• **SELECTED EXCERPT**
....

In 2002, Congress passed the Intelligence Authorization Act for Fiscal Year 2003, Pub. L.Tooltip Public Law (United States) 107–306 (text) (PDF).[28] Within this omnibus legislation were amendments to the FOIA (pertaining mainly to intelligence agencies) entitled "Prohibition on Compliance with Requests for Information Submitted by Foreign Governments":[29]

Section 552(a)(3) of title 5, United States Code, is amended—

(1) in subparagraph (A) by inserting "and except as provided in subparagraph (E)", after "of this subsection"; and

(2) by adding at the end the following:

(E) An agency, or part of an agency, that is an element of the intelligence community (as that term is defined in section 3(4) of the National Security Act of 1947 (50 U.S.C. § 401a(4))) shall not make any record available under this paragraph to—
(i) any government entity, other than a State, territory, commonwealth, or district of the United States, or any subdivision thereof; or
(ii) a representative of a government entity described in clause (i).

In effect, this new language precluded any covered U.S. intelligence agency from disclosing records in response to FOIA requests made by foreign governments or international governmental organizations. By its terms, it prohibits disclosure in response to requests made by such non-U.S. governmental entities either directly or through a "representative".[30] This means that for any FOIA request that by its nature appears as if it might have been made by or on behalf of a non-U.S. governmental entity, a covered agency may inquire into the particular circumstances of the requester in order to properly implement this new FOIA provision.[28]

The agencies affected by this amendment are those that are part of, or contain "an element of", the "intelligence community". As defined in the National Security Act of 1947 (as amended), they consist of the CIA, the National Security Agency, the Defense Intelligence Agency, the National Imagery and Mapping Agency, the National Reconnaissance Office (and certain other reconnaissance offices within the Department of Defense), the intelligence elements of the Army, the Navy, the Air Force, and the Marine Corps, the FBI, the Department of the Treasury, the Department of Energy, and the Coast Guard, the Department of Homeland Security, the Bureau of Intelligence and Research in the Department of State, and "such other elements of any other department or agency as may be designated by the President, or designated jointly by the Director of Central Intelligence and the head of the department or agency concerned, as an element of the intelligence community".[28][31]

OPEN Government Act of 2007

President Bush signed the Openness Promotes Effectiveness in our National Government Act of 2007, Pub. L.Tooltip Public Law (United States) 110–175 (text) (PDF), on December 31, 2007. This law, also known as the "OPEN Government Act of 2007", amended the federal FOIA statute in several ways.[32] According to a White House press release, it does so by:

  1. establishing a definition of "a representative of the news media;"

....

• **GIVEN INFORMATION**
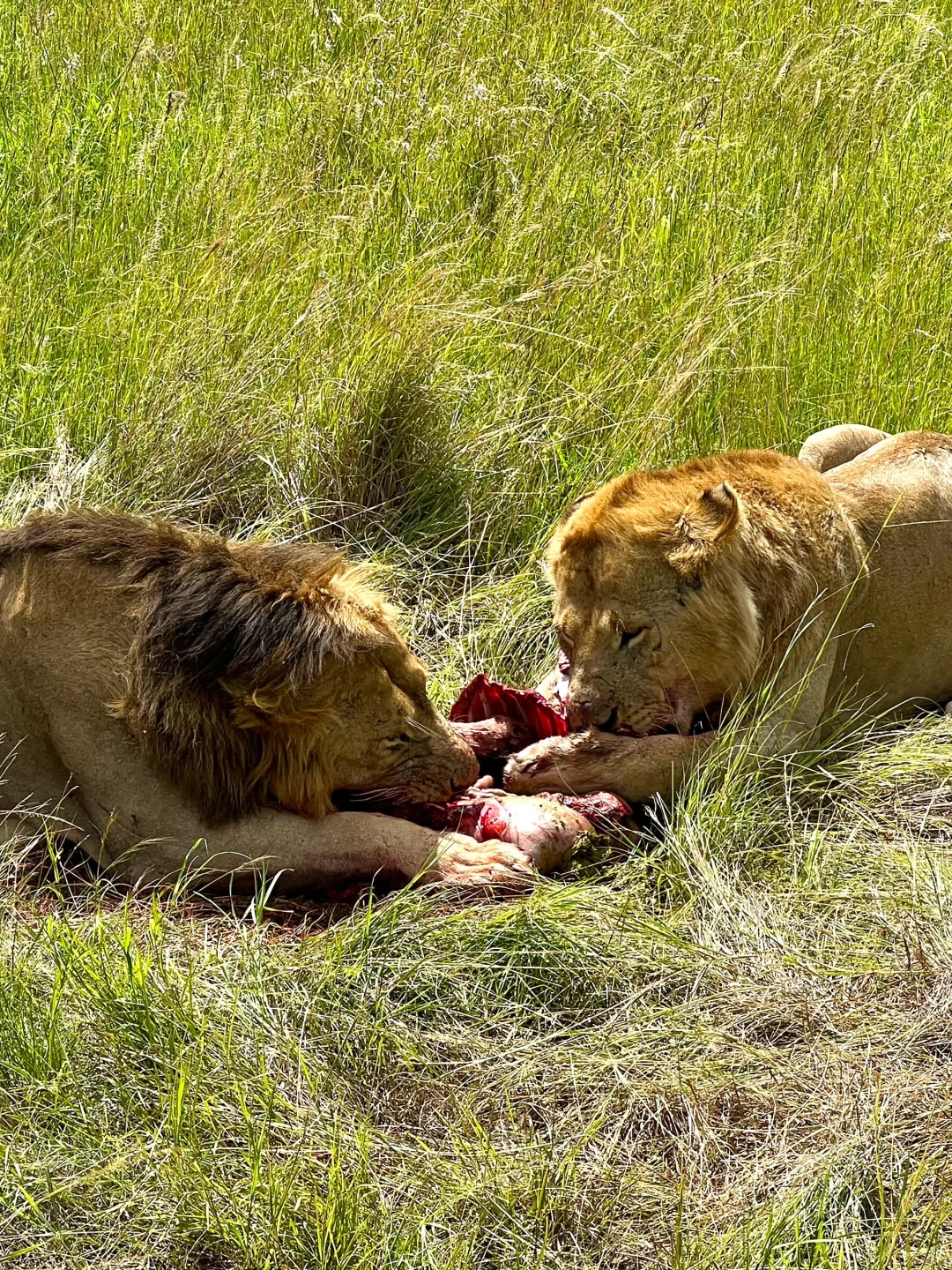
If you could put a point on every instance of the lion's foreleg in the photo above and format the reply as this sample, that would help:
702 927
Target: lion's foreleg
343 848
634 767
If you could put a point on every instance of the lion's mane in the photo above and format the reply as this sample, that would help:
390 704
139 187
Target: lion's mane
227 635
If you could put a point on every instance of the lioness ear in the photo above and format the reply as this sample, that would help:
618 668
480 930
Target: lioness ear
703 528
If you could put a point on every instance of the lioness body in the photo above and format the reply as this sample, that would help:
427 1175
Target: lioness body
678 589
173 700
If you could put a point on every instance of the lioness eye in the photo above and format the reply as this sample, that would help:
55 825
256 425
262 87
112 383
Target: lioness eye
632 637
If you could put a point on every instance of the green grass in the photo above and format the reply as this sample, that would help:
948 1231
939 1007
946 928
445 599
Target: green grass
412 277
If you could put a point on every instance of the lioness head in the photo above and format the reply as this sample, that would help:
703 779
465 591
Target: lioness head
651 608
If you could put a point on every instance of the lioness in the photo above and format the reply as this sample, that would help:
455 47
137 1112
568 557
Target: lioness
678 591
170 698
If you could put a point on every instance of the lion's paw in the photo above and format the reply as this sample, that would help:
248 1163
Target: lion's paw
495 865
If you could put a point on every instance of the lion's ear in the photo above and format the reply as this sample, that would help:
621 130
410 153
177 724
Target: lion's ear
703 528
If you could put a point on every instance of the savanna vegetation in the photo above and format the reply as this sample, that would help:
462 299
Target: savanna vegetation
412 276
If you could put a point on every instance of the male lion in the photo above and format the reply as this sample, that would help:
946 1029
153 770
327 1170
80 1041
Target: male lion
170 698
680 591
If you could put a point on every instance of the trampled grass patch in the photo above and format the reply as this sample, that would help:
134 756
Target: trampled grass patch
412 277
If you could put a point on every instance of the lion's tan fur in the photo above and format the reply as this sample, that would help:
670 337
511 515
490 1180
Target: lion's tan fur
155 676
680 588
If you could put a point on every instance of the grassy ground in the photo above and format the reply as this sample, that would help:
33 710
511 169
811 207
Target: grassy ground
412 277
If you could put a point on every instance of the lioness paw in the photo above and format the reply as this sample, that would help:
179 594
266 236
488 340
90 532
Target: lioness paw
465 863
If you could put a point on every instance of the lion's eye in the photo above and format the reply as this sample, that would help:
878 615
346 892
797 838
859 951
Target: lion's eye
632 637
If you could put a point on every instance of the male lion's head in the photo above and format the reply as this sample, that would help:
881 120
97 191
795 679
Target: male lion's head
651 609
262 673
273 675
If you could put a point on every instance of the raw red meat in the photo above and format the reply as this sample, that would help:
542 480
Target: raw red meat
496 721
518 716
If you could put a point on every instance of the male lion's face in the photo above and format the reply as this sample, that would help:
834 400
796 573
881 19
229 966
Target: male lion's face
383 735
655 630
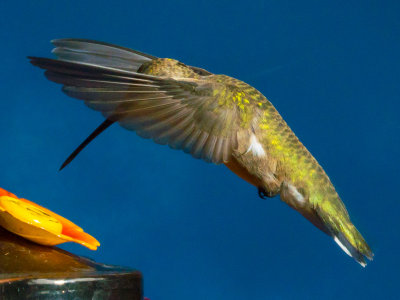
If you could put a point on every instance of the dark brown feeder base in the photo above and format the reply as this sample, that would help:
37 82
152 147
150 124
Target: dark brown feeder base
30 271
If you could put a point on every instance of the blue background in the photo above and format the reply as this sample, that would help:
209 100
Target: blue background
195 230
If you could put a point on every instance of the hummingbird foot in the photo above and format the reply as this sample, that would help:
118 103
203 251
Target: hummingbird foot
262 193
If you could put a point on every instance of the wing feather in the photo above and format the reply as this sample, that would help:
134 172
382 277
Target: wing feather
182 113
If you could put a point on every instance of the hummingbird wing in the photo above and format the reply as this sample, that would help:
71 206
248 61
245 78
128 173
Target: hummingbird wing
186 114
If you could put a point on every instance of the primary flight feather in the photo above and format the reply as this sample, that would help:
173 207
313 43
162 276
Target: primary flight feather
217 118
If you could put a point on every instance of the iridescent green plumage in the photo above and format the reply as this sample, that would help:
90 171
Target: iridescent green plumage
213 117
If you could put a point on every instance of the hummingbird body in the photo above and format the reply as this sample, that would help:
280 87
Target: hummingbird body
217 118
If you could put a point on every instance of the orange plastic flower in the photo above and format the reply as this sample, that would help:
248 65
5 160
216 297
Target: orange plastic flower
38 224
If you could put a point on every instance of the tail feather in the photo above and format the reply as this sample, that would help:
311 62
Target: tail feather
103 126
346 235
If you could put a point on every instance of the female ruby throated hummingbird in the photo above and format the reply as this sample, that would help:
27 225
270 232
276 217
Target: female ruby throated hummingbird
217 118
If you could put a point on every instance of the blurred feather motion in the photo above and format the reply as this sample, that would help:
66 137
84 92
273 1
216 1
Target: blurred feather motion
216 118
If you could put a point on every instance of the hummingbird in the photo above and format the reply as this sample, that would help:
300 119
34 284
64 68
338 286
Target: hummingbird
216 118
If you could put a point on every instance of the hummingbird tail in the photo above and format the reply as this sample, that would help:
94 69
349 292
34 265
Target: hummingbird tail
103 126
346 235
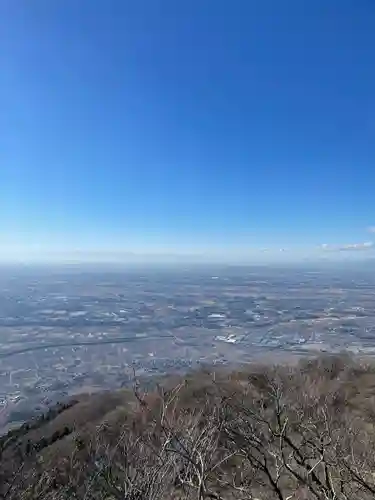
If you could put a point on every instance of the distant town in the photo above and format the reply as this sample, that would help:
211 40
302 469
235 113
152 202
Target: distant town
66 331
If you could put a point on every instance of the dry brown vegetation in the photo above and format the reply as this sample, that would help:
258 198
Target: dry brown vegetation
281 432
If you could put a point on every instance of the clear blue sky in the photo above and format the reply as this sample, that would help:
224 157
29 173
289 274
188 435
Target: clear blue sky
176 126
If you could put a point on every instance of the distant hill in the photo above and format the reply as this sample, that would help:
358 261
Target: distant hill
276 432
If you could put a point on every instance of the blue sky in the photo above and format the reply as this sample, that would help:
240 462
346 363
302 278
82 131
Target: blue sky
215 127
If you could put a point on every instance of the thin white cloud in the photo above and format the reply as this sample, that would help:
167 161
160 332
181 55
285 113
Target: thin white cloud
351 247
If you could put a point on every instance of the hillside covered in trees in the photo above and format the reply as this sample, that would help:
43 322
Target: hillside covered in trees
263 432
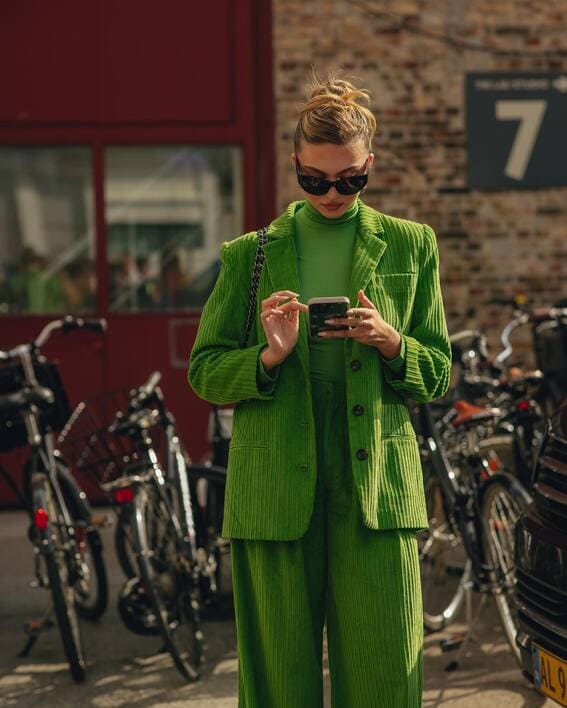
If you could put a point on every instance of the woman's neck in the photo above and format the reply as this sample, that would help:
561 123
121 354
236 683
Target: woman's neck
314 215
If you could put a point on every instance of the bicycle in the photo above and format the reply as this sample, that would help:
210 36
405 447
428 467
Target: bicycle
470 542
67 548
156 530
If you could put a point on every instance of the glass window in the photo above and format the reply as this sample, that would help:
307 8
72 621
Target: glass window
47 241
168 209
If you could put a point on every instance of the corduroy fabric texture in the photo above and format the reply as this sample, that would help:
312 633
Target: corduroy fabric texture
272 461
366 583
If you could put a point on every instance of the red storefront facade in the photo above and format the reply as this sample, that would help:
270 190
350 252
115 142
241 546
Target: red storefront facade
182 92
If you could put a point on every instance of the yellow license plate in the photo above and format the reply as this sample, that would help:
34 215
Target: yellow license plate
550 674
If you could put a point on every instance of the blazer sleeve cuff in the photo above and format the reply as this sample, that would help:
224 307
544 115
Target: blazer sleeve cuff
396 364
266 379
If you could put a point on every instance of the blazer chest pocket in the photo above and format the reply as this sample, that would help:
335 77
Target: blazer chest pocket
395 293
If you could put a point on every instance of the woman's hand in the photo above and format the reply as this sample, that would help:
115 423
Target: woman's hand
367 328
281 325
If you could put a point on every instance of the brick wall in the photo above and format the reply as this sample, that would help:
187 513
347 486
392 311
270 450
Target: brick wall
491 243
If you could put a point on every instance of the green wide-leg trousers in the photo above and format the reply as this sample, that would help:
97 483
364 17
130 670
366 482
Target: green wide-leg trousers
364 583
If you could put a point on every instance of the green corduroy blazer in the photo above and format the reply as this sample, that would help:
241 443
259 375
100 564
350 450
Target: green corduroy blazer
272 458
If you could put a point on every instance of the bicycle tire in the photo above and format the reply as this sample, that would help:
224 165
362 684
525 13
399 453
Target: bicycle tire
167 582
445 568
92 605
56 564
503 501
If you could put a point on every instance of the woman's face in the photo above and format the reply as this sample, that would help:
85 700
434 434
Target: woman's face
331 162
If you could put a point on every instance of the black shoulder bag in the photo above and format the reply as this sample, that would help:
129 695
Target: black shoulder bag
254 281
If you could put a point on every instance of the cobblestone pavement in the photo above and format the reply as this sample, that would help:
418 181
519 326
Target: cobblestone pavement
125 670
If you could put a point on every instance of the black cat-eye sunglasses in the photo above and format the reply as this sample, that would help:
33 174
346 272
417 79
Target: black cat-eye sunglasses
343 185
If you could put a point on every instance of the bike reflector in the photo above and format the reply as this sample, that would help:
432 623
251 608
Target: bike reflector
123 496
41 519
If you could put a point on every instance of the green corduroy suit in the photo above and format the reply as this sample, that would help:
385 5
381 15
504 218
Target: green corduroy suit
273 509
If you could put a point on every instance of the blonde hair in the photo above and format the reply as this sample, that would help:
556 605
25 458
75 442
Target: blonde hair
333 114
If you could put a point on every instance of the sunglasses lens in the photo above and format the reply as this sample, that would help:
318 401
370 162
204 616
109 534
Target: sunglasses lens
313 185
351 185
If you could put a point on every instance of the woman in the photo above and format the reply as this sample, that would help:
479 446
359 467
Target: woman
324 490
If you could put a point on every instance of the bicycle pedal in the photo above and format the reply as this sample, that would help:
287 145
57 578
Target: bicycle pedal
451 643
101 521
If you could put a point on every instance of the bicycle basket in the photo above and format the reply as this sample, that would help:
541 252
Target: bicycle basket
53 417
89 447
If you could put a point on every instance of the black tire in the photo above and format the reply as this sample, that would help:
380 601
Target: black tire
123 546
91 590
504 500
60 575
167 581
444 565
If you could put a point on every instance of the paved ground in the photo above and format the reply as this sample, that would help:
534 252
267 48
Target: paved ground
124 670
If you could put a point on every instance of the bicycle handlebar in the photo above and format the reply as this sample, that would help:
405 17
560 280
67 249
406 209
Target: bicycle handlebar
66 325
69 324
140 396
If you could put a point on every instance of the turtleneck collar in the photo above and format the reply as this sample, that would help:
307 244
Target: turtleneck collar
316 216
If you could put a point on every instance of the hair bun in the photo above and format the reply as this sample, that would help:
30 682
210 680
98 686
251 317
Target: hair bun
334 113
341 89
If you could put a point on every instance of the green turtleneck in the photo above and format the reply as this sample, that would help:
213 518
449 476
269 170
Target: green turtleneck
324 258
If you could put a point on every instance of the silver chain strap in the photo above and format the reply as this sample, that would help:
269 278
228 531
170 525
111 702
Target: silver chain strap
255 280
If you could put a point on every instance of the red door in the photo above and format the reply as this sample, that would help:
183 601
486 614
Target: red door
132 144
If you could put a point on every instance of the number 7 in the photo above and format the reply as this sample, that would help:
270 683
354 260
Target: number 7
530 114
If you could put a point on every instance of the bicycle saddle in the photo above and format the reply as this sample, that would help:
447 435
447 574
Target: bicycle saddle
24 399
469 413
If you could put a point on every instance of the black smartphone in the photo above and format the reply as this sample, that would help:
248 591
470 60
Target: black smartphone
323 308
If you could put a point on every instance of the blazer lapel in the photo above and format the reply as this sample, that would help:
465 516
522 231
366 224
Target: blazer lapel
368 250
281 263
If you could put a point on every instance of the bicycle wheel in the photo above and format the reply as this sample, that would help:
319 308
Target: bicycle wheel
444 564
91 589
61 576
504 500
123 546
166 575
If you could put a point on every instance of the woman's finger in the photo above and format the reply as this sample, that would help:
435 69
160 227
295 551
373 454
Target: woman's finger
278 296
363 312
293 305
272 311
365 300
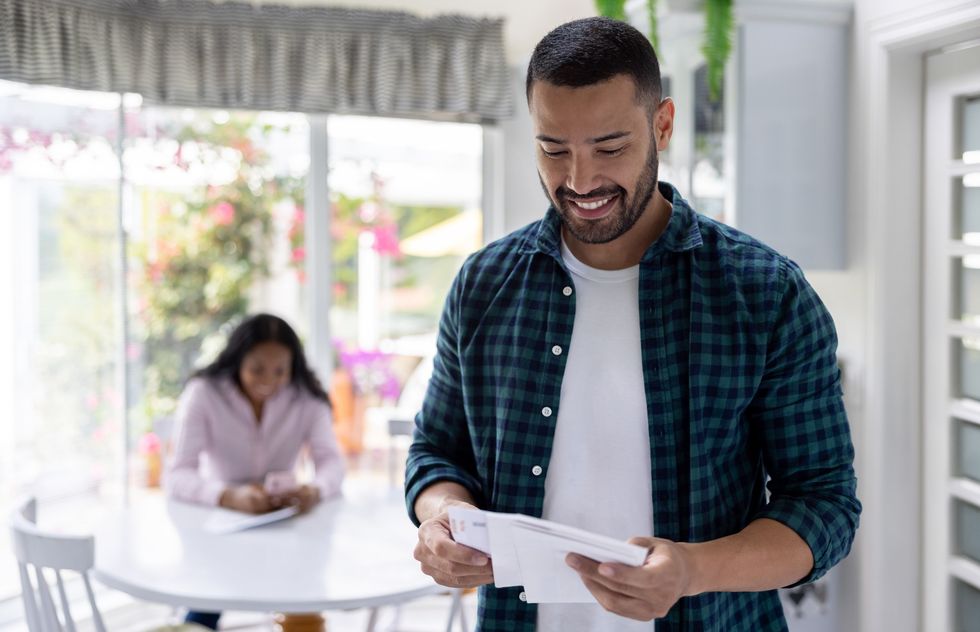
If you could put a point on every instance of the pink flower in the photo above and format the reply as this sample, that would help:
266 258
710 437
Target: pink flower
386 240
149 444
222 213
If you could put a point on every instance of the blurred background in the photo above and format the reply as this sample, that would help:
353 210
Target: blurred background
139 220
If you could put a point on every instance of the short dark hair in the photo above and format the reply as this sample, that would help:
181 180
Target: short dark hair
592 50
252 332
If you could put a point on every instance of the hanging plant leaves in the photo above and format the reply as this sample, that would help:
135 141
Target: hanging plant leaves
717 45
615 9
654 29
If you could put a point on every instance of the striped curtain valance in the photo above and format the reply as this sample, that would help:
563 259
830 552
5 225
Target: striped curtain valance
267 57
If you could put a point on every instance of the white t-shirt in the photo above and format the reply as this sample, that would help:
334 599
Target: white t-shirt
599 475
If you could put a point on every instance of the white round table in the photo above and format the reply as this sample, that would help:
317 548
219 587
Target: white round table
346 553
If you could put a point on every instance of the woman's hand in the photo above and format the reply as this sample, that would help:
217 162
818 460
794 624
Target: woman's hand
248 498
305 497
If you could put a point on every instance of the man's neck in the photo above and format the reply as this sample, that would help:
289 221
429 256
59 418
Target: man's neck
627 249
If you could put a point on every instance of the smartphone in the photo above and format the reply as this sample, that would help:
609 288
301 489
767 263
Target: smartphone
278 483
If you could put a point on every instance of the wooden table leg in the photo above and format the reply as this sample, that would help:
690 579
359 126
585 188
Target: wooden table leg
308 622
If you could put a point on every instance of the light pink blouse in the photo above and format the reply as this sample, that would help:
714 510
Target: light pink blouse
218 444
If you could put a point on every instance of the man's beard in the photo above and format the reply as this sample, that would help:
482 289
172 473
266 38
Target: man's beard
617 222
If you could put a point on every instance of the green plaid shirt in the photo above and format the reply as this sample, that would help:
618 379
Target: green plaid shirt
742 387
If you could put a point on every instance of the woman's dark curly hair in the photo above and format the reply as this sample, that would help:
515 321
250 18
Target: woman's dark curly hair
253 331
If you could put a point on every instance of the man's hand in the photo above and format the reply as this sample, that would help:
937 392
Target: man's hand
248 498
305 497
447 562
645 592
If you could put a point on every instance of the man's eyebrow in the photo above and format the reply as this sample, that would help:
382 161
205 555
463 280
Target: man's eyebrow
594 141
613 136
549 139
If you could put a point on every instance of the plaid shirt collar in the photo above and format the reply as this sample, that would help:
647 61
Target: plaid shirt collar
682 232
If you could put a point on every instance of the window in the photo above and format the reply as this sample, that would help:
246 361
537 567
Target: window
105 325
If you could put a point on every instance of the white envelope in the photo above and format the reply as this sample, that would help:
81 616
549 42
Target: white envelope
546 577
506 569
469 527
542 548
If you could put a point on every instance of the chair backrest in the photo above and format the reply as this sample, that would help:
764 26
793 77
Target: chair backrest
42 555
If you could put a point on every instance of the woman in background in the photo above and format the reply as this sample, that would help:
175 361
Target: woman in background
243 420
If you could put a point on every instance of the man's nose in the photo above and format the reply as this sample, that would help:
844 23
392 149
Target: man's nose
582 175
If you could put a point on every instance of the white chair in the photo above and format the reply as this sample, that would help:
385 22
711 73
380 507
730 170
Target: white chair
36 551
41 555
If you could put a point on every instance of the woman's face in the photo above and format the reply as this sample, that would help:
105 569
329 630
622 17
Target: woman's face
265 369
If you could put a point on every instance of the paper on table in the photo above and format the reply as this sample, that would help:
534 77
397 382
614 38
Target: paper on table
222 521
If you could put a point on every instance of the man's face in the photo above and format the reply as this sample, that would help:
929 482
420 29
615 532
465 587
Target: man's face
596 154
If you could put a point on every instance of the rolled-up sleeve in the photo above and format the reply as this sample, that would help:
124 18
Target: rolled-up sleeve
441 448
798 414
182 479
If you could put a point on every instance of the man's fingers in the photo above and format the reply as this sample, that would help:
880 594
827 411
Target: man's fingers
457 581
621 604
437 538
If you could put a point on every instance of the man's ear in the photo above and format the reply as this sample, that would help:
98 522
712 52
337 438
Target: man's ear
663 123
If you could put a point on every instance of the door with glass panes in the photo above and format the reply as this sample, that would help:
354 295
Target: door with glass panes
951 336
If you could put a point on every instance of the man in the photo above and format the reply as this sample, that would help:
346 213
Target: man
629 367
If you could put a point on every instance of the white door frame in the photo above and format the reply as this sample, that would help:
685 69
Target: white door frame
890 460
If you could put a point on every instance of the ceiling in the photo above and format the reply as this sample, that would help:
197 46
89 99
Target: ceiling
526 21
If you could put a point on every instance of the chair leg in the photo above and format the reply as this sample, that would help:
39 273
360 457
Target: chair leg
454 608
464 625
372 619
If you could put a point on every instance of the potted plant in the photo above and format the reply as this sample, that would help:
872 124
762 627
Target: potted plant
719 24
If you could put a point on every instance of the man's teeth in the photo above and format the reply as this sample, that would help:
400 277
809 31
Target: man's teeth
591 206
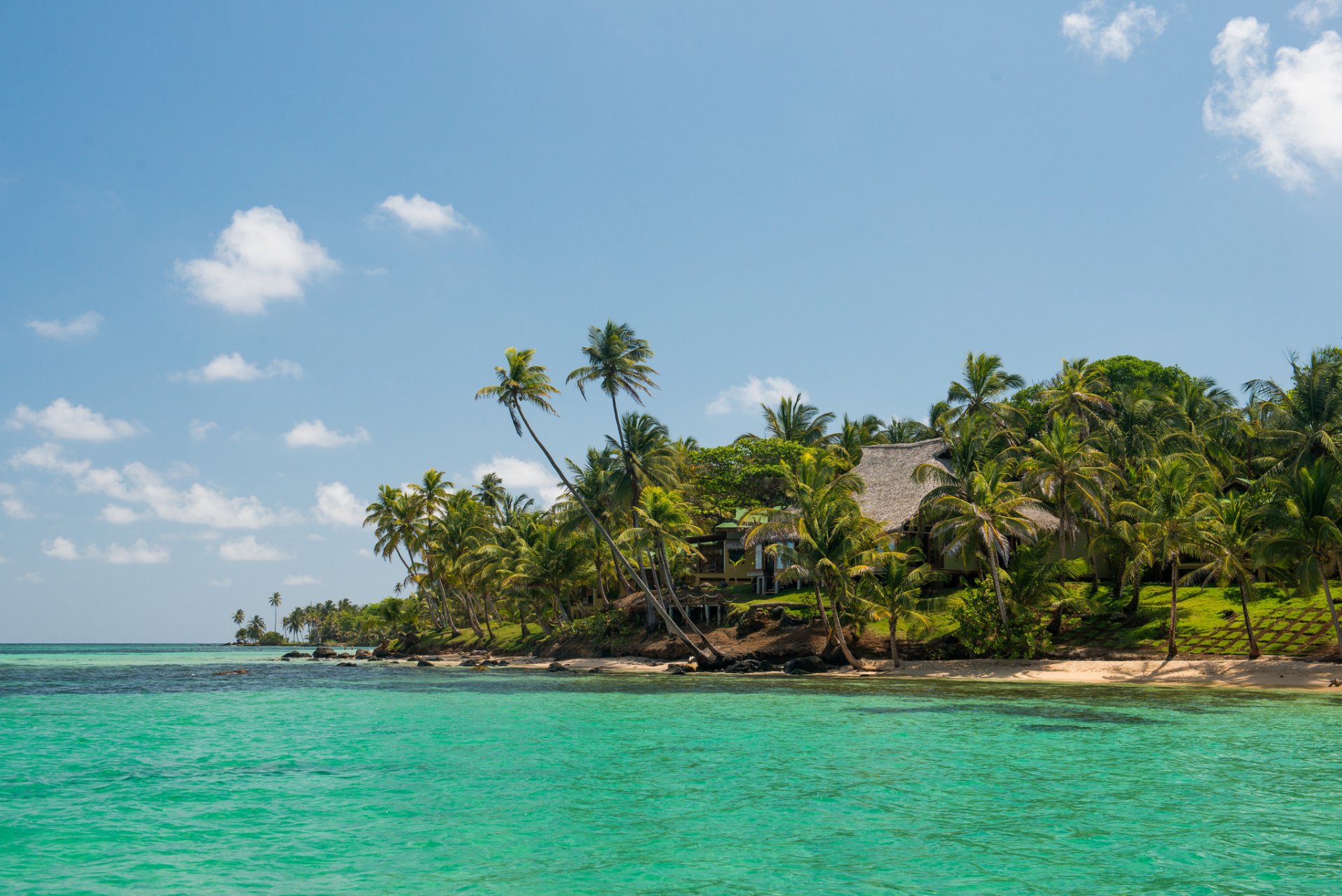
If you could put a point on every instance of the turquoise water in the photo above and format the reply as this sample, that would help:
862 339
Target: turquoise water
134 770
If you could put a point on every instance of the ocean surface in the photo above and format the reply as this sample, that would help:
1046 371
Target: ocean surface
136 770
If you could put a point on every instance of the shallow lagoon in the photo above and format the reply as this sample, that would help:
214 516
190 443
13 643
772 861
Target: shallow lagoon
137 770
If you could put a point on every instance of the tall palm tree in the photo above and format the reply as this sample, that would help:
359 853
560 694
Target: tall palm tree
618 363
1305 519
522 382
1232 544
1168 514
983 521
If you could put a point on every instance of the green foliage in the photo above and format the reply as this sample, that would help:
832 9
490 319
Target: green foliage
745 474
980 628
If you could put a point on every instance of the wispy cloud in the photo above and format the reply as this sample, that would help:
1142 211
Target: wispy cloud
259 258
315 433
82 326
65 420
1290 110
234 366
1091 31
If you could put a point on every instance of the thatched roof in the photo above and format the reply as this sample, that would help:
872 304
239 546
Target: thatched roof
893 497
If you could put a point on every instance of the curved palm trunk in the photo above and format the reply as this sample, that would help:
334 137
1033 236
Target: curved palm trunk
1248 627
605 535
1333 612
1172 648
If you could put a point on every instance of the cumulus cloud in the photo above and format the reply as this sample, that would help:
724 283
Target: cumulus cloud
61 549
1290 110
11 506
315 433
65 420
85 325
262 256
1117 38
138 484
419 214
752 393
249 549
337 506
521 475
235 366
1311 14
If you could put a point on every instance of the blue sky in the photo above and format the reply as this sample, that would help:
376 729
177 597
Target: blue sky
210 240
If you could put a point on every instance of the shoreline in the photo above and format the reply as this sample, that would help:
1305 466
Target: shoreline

....

• **PROBLEM REQUIREMENTS**
Print the FOIA amendments text from above in full, word for word, from its first line to its last.

• **RESULT OF THE EXERCISE**
In 2002, Congress passed the Intelligence Authorization Act for Fiscal Year 2003, Pub. L.Tooltip Public Law (United States) 107–306 (text) (PDF).[28] Within this omnibus legislation were amendments to the FOIA (pertaining mainly to intelligence agencies) entitled "Prohibition on Compliance with Requests for Information Submitted by Foreign Governments":[29]

Section 552(a)(3) of title 5, United States Code, is amended—

(1) in subparagraph (A) by inserting "and except as provided in subparagraph (E)", after "of this subsection"; and

(2) by adding at the end the following:

(E) An agency, or part of an agency, that is an element of the intelligence community (as that term is defined in section 3(4) of the National Security Act of 1947 (50 U.S.C. § 401a(4))) shall not make any record available under this paragraph to—
(i) any government entity, other than a State, territory, commonwealth, or district of the United States, or any subdivision thereof; or
(ii) a representative of a government entity described in clause (i).

In effect, this new language precluded any covered U.S. intelligence agency from disclosing records in response to FOIA requests made by foreign governments or international governmental organizations. By its terms, it prohibits disclosure in response to requests made by such non-U.S. governmental entities either directly or through a "representative".[30] This means that for any FOIA request that by its nature appears as if it might have been made by or on behalf of a non-U.S. governmental entity, a covered agency may inquire into the particular circumstances of the requester in order to properly implement this new FOIA provision.[28]

The agencies affected by this amendment are those that are part of, or contain "an element of", the "intelligence community". As defined in the National Security Act of 1947 (as amended), they consist of the CIA, the National Security Agency, the Defense Intelligence Agency, the National Imagery and Mapping Agency, the National Reconnaissance Office (and certain other reconnaissance offices within the Department of Defense), the intelligence elements of the Army, the Navy, the Air Force, and the Marine Corps, the FBI, the Department of the Treasury, the Department of Energy, and the Coast Guard, the Department of Homeland Security, the Bureau of Intelligence and Research in the Department of State, and "such other elements of any other department or agency as may be designated by the President, or designated jointly by the Director of Central Intelligence and the head of the department or agency concerned, as an element of the intelligence community".[28][31]

OPEN Government Act of 2007

President Bush signed the Openness Promotes Effectiveness in our National Government Act of 2007, Pub. L.Tooltip Public Law (United States) 110–175 (text) (PDF), on December 31, 2007. This law, also known as the "OPEN Government Act of 2007", amended the federal FOIA statute in several ways.[32] According to a White House press release, it does so by:

  1. establishing a definition of "a representative of the news media;"